The one time I was truly bothered by the two- or one-space issue was when my son had a few points taken off a high school essay. Unbeknownst to me (and, apparently to him, because he hadn't read the teacher's instructions thoroughly), the English teacher told the kids that two spaces was the proper way. I had taught him to use only one. He learned that my way was the right way (haha!) but that life is unfair and sometimes you have to make your "boss" happy!
J.W. Brewer said,
March 6, 2018 @ 12:29 pm
Ralph Hickok: Ok, "I changed because I needed to change in order to get paid on a series of projects I was working on, and eventually the new way seemed natural" is a perfectly understandable answer. I suppose the obvious follow-up question is whether (to the extent you can know the counterfactual, of course) you would have invested the effort to change without that financial incentive, and if so what would have been sufficient motivation (desire to appear au courant and/or avoid the wrath of one faction of peevers? being convinced that the new way was in some objective sense superior? something else?).

# Extracted entries
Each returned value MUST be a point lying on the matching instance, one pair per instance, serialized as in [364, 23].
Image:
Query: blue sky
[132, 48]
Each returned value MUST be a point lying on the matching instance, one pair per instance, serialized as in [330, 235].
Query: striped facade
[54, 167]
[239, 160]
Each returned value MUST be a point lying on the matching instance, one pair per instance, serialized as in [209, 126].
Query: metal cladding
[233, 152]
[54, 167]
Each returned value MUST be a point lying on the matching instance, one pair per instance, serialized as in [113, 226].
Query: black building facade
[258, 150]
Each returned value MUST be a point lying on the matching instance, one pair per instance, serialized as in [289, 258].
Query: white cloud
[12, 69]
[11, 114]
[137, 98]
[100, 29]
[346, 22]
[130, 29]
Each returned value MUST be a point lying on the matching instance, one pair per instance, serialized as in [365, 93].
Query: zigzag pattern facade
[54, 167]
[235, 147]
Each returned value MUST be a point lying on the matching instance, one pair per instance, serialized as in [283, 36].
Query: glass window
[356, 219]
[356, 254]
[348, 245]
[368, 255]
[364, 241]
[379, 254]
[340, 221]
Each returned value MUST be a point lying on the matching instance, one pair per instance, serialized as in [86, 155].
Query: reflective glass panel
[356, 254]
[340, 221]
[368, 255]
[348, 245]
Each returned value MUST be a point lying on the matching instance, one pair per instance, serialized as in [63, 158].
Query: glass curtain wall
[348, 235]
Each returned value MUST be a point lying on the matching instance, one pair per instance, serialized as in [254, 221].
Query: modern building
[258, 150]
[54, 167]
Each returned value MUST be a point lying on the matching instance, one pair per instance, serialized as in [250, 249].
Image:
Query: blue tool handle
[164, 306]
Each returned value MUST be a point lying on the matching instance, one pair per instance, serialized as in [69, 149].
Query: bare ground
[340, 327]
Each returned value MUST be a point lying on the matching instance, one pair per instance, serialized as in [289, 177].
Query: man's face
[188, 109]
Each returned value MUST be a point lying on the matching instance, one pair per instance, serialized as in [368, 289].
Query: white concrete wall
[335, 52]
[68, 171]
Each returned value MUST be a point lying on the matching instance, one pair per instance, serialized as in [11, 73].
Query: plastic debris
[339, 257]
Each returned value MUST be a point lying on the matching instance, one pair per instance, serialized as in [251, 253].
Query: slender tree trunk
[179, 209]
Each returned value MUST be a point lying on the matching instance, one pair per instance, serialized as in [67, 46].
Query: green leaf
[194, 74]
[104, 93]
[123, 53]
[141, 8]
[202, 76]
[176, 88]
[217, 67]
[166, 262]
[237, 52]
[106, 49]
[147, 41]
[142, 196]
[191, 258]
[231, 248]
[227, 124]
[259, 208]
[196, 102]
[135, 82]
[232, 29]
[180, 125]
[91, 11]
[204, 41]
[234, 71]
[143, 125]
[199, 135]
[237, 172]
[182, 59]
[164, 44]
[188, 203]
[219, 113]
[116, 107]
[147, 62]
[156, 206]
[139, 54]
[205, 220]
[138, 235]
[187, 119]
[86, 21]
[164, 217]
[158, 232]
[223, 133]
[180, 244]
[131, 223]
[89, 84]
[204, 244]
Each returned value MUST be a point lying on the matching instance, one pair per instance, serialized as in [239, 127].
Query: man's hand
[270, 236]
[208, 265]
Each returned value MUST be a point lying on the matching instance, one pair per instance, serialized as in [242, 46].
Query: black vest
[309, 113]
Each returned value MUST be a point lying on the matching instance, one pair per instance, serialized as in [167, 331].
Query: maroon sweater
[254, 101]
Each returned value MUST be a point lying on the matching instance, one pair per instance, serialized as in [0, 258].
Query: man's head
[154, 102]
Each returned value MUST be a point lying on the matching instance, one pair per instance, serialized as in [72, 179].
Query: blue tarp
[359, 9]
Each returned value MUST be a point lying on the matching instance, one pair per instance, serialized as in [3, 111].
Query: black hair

# Your goal
Extend the comment thread about putting one or two spaces between sentences, beginning after its final comment.

# Answer to the exercise
Paul Clapham said,
March 6, 2018 @ 12:46 pm
@Dottyeyes: It's easy to do global search and replace to change period plus two spaces to period plus one space. It's much less easy to change period plus one space to period plus two spaces — especially if you only want to do that at the end of sentences but you want one space after a period which denotes an abbreviation in the middle of a sentence.
Dottyeyes said,
March 6, 2018 @ 1:03 pm
Ah, good point, Paul Clapham. You could first change all full stop, space to full stop, space, space. Then use Word's wildcard search to find full stop, space, space, any lowercase letter. Then, when all those instances were highlighted (pressing "find in main document"), you could replace the two spaces with one spaces. And then you'd just have decide as you read if there were any abbreviations followed by, say, an acronym or a proper noun.
As I think about this process, I feel exceedingly glad that all my clients want only a single space after the full stop!
Vulcan With a Mullet said,
March 6, 2018 @ 1:36 pm
I learned one stop spacing when I was in journalism class about 25 years ago and I have done it ever since.
David Bertenshaew said,
March 6, 2018 @ 1:38 pm
@Garrett Wollman
AFAIK, emacs works fine with single spaces after sentences — I've been using it that way for years and have not noticed any problems with abbreviations. Spacemacs even comes that way by default.
The variable is sentence-end-double-space – set it to nil to have decent sensible one-space behaviour…
Doesn't that work for you?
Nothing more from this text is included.